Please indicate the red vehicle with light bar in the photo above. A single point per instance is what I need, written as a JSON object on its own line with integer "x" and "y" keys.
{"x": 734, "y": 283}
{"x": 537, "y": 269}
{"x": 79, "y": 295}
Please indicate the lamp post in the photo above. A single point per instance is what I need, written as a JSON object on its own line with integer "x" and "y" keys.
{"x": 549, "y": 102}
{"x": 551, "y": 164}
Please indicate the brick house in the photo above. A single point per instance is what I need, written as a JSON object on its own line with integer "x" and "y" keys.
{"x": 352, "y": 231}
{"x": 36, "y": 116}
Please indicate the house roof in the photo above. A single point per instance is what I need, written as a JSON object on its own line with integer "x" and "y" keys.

__SHORT PROBLEM__.
Extract the data exactly as given.

__COMPLETED EXERCISE__.
Please indicate the red vehicle with light bar in the photo above. A single point per instance is what I need, written as a JSON object on its own line with integer "x" and "y" keys.
{"x": 734, "y": 283}
{"x": 537, "y": 269}
{"x": 79, "y": 295}
Please indicate the lamp post in the photo above. A single point per instance is what I need, written as a JSON object on its own line with integer "x" and "y" keys.
{"x": 549, "y": 102}
{"x": 551, "y": 164}
Please indicate the brick house in the photo above. A single point per instance is what I need, written as a JSON object on its own line with integer "x" and "y" keys.
{"x": 352, "y": 231}
{"x": 36, "y": 116}
Please indicate the house roof in the photo above. A single point per instance is what I need, written as a JSON object on its own line with integer "x" and "y" keys.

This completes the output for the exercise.